Stored items from a collection
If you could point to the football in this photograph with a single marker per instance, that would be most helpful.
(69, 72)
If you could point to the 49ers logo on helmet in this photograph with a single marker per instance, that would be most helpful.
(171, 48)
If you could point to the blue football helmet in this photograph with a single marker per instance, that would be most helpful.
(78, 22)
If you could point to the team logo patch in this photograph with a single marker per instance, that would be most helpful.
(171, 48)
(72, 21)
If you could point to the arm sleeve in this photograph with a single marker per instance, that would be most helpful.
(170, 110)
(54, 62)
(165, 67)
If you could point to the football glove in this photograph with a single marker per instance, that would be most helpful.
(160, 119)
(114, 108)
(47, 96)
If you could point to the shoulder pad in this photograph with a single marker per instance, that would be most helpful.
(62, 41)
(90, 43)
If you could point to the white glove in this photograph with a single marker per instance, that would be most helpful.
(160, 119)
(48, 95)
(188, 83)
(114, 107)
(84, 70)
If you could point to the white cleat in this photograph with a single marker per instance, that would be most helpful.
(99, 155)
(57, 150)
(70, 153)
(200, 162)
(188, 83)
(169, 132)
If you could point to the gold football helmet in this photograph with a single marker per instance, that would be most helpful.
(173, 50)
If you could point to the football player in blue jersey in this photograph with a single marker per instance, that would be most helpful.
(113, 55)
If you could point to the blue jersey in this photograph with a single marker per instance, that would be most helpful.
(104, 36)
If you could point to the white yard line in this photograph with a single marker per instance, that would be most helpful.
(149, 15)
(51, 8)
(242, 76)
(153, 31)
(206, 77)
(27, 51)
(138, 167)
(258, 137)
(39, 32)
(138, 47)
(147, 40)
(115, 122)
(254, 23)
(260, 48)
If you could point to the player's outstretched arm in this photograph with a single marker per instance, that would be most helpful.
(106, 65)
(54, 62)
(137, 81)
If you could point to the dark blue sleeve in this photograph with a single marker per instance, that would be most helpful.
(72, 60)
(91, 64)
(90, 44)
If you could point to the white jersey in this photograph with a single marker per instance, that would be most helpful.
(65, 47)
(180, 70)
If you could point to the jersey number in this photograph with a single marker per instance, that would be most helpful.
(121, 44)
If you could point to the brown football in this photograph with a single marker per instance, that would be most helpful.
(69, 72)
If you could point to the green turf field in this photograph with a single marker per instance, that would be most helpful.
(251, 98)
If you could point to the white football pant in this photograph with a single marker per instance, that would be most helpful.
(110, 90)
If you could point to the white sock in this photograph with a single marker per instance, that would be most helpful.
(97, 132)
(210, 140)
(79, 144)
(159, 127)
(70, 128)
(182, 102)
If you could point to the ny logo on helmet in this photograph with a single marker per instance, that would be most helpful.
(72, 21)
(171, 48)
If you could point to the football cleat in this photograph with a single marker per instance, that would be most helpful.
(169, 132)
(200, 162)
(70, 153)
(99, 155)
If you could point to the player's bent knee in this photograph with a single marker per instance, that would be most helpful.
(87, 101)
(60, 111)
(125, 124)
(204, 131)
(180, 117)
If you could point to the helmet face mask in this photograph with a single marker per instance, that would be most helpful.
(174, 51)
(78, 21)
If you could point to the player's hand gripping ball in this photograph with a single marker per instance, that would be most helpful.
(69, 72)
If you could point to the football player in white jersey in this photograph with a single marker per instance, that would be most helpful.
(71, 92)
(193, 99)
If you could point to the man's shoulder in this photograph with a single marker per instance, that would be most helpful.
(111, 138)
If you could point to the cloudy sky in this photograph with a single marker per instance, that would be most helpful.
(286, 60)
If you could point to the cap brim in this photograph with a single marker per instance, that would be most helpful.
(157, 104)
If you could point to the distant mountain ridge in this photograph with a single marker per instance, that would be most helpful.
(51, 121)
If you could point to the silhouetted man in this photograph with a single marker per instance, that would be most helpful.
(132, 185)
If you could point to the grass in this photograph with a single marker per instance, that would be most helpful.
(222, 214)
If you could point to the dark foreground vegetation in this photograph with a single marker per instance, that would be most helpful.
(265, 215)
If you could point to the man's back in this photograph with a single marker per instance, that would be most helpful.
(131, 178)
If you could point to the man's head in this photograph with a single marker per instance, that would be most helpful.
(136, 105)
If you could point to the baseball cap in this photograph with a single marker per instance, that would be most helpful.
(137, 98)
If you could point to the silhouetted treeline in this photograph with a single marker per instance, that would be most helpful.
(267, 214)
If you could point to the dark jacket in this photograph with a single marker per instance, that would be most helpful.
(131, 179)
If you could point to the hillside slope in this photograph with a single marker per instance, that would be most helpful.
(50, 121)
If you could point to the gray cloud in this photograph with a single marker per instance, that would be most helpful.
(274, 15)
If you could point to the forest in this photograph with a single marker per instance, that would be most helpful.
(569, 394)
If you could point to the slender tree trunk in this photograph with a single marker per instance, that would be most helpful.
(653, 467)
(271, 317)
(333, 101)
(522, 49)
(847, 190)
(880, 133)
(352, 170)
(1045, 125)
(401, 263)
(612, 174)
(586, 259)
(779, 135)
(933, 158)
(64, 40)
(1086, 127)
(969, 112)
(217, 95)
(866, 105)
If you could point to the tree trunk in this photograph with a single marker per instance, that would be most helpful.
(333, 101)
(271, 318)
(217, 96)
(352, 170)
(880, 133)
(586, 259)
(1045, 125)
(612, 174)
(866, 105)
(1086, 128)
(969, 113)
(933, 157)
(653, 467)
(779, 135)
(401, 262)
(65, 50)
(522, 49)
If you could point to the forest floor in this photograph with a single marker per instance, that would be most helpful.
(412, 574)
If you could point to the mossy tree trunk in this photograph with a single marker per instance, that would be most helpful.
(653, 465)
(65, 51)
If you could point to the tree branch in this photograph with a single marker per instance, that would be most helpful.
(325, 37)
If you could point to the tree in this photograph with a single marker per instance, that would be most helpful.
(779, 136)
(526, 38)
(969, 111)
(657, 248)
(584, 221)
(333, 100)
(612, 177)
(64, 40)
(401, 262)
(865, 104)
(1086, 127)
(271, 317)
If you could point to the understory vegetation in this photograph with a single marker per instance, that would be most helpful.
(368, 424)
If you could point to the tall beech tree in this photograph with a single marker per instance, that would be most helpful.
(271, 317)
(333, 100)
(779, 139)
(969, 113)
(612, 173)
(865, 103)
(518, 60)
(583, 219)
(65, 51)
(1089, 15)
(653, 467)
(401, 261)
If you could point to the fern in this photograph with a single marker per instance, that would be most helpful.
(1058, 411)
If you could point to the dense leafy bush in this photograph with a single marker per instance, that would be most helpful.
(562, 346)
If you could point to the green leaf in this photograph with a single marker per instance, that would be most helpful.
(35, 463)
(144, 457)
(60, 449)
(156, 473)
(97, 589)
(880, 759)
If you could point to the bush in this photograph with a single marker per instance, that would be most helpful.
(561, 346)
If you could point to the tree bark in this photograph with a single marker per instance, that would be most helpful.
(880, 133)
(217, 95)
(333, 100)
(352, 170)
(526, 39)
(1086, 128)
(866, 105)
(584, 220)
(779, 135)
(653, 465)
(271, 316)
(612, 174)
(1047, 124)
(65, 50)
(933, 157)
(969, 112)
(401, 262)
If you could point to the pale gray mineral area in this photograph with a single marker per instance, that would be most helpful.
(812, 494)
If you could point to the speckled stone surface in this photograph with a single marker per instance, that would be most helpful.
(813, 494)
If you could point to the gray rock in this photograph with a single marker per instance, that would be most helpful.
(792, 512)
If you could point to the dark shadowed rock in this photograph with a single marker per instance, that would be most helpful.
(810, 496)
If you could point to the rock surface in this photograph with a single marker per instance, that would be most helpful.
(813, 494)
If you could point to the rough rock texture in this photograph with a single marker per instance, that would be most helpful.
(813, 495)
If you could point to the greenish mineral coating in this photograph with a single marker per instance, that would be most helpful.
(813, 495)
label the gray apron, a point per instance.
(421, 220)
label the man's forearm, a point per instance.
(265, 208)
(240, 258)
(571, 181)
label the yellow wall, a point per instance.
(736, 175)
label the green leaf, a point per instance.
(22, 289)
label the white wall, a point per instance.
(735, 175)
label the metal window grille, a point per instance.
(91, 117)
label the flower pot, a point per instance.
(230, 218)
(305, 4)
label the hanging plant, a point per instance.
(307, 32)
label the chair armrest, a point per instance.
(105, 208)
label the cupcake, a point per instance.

Goal of the exercise.
Repeat the line containing "If you could point to the dense" and all subsequent lines through the final line of the data, exactly and with no others.

Output of the task.
If you could point to the dense leafy bush in this photograph with a single marker per instance, that would be most helpful.
(562, 346)
If you could point to the green leaf in this photograph with a single marker per instance, that would be most helpful.
(35, 463)
(144, 457)
(60, 449)
(156, 473)
(97, 589)
(880, 759)
If you could point to the bush in this photograph with a single marker per instance, that would be most helpful.
(561, 346)
If you could point to the tree bark in this photograph with a single marker per instance, that would be most helpful.
(880, 133)
(217, 95)
(333, 100)
(352, 170)
(526, 39)
(1086, 128)
(866, 105)
(584, 220)
(779, 135)
(653, 465)
(271, 316)
(612, 174)
(1047, 124)
(65, 50)
(933, 157)
(969, 112)
(401, 262)
If you could point to the pale gray mineral area in this photograph with a single marker per instance, that would be most helpful.
(812, 494)
If you could point to the speckled stone surface in this photograph with a single marker per instance, that would be most helpful.
(813, 494)
If you could point to the gray rock in this photograph with a single marker per instance, that would be most helpful.
(792, 512)
If you could point to the dark shadowed rock in this photograph with a single marker per instance, that would be most helpful.
(810, 496)
If you could point to the rock surface in this photograph with a single marker per instance, that would be most helpful.
(813, 494)
If you could point to the rough rock texture in this photograph with a single marker per instance, that would be most helpful.
(813, 495)
If you could point to the greenish mineral coating in this photograph with a single marker per instance, that would be most helpful.
(813, 495)
label the gray apron, a point per instance.
(421, 220)
label the man's forearm, a point per instance.
(265, 208)
(240, 258)
(571, 181)
label the yellow wall, a point per instance.
(736, 175)
label the green leaf, a point per instance.
(22, 289)
label the white wall, a point per instance.
(735, 175)
label the metal window grille, a point per instance.
(91, 117)
label the flower pot, a point per instance.
(230, 218)
(305, 4)
label the hanging plant, a point per instance.
(307, 32)
label the chair armrest, a point per instance.
(105, 208)
label the cupcake, a point per instance.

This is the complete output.